Suis-je bien en Finlande ?
En cette soirée d’été, tout, autour de moi, attise mon interrogation
: plage de sable, ciel bleu, soleil rayonnant, jeu des enfants
dans l’eau ... S’il n’y avait les paroles de leur mère, que
je devine attentionnées, lancées à voix haute comme un rappel
à l’ordre, je jurerais m’être trompé d’avion et avoir atterri
sur quelque île paradisiaque inconnue des explorateurs. Mais
les consonances nordiques entendues effacent mes doutes et
me confirment que je suis arrivé à destination. Quelques heures
plus tôt, au coeur de Paris, et maintenant au milieu d’un
paysage d’où n’émanent que l’harmonie et la sérénité.
La
transition, ou, devrais-je dire, la téléportation, tant le
changement d’ambiance est rapide, laisse à peine le temps
de se préparer à cette rupture radicale. Deux heures trente
dans les airs suivies par trois heures sur l’asphalte pour
progressivement délaisser la frénésie des métropoles. Dès
la sortie de l’aéroport, au nord d’Helsinki, la nature témoigne
sa présence à travers les vitres du bus, sous la forme d’élans
figurant sur les panneaux indicateurs. On se sent dès lors
bien loin de la faune parisienne.

········

> **Consignes**
1 - Dans le récit d'arrivée en Finlande, énumérez ce qui, d'après la deuxième phrase, attise l'interrogation « Suis-je bien en Finlande ? ».
2 - Poursuivez le récit d'arrivée en Finlande à partir de sa dernière phrase.

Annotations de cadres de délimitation
········

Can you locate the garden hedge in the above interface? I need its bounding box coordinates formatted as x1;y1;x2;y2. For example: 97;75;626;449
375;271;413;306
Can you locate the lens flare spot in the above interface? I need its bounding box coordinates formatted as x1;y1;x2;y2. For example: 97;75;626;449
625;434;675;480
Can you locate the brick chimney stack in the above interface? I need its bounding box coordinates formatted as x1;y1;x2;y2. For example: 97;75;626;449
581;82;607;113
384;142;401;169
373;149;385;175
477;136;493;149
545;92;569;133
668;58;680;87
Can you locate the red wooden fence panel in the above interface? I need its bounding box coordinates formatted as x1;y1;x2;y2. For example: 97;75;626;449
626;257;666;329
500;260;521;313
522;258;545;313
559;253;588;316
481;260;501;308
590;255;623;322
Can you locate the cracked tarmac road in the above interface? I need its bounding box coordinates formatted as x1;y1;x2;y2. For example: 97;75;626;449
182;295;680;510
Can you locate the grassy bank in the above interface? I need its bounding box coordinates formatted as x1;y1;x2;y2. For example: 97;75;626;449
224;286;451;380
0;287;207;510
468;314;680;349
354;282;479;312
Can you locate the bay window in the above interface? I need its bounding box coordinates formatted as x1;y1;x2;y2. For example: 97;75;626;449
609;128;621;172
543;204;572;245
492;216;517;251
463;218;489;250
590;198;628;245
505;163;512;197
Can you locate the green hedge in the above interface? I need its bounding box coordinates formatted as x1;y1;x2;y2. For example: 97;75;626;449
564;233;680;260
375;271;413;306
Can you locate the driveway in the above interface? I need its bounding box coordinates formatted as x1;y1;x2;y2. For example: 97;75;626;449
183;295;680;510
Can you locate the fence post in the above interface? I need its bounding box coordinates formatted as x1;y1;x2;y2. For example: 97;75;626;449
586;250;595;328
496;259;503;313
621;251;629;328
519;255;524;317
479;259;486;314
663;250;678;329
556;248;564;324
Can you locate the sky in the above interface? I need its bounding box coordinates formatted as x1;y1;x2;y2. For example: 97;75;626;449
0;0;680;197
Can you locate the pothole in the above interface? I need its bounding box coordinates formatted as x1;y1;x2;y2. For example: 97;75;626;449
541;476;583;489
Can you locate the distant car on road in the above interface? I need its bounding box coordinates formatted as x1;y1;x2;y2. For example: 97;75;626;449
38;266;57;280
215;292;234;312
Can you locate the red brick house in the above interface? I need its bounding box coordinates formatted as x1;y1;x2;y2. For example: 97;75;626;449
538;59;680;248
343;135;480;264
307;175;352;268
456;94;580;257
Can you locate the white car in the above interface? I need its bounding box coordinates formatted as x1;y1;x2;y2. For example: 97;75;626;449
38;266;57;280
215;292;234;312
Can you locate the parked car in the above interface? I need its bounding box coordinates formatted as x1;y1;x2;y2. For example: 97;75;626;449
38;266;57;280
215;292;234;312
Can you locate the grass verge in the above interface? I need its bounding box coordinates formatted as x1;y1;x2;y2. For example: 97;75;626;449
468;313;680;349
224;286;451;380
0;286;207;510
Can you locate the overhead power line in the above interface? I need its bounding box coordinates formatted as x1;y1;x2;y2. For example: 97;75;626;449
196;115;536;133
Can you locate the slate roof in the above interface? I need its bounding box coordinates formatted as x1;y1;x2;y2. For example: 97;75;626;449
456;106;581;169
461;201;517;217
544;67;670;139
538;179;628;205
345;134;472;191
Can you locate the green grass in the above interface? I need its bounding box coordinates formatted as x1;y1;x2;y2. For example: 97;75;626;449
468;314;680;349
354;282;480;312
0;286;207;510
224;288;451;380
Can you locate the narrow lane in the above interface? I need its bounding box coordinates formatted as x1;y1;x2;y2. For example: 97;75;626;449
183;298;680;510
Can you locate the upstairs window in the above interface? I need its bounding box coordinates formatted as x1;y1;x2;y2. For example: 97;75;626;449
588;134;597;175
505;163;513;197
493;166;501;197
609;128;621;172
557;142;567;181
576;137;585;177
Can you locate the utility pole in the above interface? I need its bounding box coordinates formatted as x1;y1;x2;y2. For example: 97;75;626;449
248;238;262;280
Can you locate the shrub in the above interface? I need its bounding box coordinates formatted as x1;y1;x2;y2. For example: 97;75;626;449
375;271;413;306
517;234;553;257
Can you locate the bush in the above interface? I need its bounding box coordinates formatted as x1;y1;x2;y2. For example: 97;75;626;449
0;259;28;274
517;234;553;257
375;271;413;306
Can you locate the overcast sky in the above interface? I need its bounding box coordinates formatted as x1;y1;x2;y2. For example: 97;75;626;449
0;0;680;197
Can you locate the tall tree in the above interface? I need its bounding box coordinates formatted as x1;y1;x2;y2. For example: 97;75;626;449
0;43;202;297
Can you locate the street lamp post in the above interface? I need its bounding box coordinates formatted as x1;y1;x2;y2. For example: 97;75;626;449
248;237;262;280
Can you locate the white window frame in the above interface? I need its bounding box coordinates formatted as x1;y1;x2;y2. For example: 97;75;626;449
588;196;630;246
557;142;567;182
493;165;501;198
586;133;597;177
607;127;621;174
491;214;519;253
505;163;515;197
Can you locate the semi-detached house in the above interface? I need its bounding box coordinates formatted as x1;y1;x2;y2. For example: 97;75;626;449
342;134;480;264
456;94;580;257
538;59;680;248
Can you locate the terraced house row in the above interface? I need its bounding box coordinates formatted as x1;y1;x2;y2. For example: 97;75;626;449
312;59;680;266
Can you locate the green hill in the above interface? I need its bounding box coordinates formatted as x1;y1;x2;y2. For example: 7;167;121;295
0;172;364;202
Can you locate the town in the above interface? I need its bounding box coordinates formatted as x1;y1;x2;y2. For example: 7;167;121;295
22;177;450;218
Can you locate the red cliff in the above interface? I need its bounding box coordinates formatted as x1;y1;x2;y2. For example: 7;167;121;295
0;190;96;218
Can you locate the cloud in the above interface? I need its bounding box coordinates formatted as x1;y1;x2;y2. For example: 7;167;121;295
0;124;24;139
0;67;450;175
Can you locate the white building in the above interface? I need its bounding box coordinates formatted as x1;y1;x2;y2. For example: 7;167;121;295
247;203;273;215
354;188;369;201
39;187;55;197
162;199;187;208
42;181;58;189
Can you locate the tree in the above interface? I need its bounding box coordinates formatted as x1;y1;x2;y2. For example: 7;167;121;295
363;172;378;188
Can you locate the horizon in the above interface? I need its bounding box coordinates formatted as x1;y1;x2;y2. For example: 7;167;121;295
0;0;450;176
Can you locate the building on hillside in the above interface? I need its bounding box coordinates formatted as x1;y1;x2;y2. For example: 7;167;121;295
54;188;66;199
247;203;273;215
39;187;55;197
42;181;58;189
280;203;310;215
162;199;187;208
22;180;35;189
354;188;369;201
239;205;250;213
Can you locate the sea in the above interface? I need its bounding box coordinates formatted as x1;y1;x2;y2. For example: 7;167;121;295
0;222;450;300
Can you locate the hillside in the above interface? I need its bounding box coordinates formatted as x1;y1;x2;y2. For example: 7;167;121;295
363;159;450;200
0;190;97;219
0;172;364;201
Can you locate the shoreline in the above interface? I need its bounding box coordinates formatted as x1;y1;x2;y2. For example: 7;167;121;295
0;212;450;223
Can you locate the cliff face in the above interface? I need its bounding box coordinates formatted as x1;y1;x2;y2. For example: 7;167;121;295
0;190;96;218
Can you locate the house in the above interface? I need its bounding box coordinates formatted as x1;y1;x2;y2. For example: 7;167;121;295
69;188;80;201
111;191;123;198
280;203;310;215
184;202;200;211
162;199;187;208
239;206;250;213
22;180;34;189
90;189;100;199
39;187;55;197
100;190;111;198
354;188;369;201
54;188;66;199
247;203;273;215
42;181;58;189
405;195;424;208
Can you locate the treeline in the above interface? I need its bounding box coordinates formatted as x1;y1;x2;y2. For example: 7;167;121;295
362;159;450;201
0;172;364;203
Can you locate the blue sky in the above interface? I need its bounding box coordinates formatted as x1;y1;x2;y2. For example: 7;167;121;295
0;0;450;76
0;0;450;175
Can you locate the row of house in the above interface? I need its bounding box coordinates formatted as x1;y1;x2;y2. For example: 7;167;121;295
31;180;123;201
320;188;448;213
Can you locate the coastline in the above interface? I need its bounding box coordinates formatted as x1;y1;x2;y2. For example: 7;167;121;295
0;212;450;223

········

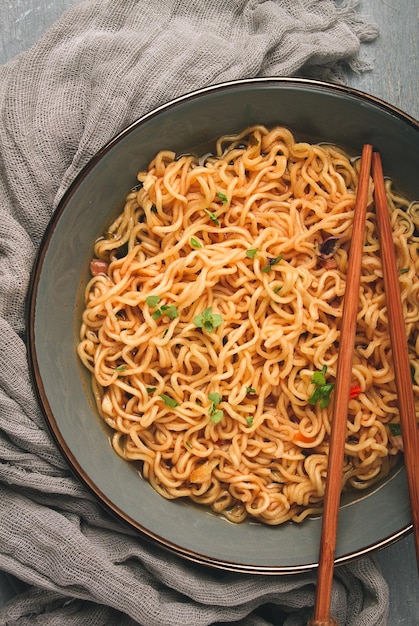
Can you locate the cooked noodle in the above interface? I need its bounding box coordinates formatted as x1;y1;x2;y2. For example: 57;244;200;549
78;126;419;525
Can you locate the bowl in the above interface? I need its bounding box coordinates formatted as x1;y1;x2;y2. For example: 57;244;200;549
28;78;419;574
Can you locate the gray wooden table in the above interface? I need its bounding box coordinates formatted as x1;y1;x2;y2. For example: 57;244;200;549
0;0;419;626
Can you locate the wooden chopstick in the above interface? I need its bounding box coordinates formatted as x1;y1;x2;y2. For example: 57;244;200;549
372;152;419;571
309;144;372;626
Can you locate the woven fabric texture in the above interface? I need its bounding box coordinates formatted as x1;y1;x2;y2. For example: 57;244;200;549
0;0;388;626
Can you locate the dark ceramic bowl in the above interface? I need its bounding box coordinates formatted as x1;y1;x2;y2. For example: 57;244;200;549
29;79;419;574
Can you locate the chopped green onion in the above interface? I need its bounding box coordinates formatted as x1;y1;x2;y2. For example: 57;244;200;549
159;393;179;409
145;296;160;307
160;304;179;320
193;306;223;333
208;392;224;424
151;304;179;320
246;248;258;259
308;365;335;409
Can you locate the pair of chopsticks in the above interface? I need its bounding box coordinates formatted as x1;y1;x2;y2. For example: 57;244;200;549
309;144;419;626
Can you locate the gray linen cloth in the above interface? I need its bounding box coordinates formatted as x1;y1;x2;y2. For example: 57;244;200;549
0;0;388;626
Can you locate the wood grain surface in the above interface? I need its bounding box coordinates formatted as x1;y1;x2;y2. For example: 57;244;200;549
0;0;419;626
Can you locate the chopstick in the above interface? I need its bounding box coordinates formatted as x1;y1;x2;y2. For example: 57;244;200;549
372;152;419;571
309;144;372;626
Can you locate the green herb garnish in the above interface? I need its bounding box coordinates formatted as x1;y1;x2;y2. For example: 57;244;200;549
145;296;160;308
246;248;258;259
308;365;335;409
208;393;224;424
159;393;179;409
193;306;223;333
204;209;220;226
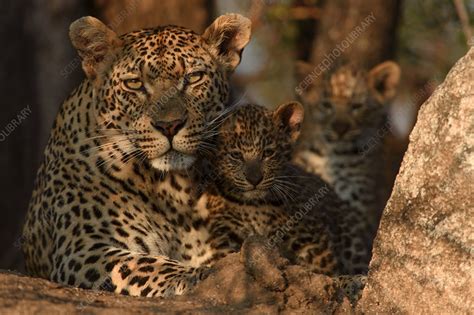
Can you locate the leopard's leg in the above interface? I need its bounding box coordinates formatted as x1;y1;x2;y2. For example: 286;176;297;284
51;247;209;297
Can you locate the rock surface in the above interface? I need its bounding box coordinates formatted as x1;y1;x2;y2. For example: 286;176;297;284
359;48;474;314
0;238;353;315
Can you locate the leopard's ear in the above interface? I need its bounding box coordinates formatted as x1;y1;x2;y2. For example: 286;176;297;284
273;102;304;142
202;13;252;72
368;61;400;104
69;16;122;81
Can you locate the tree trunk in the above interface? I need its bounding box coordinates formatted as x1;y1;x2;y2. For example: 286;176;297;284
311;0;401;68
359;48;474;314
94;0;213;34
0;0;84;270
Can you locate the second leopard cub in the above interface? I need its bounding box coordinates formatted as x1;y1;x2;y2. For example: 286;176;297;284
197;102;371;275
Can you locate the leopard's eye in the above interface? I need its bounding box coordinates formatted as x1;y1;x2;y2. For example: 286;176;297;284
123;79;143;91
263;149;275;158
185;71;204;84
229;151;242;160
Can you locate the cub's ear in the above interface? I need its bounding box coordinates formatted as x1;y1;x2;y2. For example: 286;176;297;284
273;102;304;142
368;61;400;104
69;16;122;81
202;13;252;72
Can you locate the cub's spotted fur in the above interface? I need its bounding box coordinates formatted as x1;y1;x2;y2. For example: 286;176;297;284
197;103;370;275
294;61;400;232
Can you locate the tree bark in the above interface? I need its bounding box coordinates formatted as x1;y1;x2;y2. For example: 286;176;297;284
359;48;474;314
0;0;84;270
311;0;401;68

········

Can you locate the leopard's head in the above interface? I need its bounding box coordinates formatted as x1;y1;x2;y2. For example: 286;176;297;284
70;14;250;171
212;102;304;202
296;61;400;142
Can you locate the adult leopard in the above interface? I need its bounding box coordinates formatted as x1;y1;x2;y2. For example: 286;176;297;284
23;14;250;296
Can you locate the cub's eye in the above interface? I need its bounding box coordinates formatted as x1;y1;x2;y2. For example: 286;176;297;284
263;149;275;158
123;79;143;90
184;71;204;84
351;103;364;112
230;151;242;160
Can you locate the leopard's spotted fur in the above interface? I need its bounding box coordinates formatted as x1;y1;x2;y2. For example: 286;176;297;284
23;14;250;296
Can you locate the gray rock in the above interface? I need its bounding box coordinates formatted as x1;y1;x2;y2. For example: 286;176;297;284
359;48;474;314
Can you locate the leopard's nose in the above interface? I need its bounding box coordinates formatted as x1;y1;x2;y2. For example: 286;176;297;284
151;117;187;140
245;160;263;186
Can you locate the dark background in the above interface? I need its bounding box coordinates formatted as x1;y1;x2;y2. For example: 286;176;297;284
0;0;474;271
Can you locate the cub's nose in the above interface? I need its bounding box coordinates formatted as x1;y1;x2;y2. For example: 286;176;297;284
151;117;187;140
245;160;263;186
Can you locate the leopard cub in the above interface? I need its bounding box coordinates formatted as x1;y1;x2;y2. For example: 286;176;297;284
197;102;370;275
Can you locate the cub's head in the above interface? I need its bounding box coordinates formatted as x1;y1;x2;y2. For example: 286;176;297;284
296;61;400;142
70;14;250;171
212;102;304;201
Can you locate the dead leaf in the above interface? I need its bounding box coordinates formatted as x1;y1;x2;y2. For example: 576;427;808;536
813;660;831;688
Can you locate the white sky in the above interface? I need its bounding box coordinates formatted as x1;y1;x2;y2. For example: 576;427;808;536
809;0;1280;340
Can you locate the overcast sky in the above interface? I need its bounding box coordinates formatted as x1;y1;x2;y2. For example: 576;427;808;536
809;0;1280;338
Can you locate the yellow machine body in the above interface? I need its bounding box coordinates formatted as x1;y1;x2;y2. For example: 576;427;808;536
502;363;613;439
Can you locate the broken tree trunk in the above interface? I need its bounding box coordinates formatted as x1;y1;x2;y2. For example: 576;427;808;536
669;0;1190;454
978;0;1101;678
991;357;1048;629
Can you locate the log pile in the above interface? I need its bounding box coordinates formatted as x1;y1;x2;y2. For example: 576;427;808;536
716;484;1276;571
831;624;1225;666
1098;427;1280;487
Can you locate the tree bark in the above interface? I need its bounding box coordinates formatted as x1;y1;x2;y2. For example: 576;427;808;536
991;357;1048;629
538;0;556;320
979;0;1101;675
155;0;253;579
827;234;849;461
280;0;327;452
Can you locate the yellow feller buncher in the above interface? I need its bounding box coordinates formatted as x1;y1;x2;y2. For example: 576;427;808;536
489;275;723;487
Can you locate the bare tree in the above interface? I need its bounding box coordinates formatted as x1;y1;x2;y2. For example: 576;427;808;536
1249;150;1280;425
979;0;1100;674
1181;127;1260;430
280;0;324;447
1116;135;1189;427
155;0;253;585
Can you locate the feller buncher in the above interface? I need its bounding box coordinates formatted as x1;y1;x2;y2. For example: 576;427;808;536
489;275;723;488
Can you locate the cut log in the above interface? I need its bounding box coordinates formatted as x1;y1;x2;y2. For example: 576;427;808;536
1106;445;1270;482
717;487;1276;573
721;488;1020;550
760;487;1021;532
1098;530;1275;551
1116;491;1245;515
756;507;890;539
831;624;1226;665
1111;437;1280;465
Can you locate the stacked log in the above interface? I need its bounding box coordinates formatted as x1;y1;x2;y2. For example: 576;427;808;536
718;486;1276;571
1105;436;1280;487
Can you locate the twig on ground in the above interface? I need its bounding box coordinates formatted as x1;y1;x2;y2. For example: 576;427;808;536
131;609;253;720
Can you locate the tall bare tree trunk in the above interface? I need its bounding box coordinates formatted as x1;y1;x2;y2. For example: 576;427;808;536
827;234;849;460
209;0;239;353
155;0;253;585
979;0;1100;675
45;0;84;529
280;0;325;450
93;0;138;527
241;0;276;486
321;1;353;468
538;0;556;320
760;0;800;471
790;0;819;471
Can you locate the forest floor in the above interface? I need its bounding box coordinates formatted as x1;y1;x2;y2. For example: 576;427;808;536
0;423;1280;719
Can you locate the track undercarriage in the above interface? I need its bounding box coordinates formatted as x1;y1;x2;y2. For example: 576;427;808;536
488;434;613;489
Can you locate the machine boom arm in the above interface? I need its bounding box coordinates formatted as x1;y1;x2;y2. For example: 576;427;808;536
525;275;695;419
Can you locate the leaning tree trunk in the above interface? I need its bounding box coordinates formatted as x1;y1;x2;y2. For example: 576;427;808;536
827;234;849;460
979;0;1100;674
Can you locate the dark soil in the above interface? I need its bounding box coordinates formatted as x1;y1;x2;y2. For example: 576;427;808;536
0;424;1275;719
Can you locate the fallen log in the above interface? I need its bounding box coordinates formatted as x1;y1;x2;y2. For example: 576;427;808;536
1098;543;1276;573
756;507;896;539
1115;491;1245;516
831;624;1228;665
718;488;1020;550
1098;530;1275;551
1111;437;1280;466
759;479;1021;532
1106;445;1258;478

········

> **Réponses**
1 - plage de sable, ciel bleu, soleil rayonnant, jeu des enfants dans l'eau

2 -
À
Lahti, bourgade perdue au milieu du dédale de forêts et de
lacs, première rencontre insolite en attendant le prochain
bus : un homme notablement aviné, d’apparence “clocharde”,
s’approche et lie conversation. L’éventail des sujets abordés
étant restreint du fait de notre ignorance réciproque du langage
de l’autre, il en vient à utiliser un vocable universel, fredonnant
La Marseillaise et parlant de Fernandel. Puis, comme
sous le coup d’une révélation, voyant en face de lui le voyageur
qui changera le cours de sa vie, il se dirige vers un kiosque
et en revient avec ce que je prends pour un ticket de loto
sportif, qu’il me tend accompagné d’un stylo afin que je coche
les cases qui désigneront les équipes gagnantes. Mes connaissances
en football étant sans limite — je sais en effet que ce sport
se pratique avec un ballon rond — je laisse le hasard guider
ma main.
La
tâche accomplie, il est temps de sauter dans le bus sans pouvoir
dire au revoir à mon interlocuteur qui est parti valider le
précieux document. Ne resterai-je à ces yeux qu’un mirage ?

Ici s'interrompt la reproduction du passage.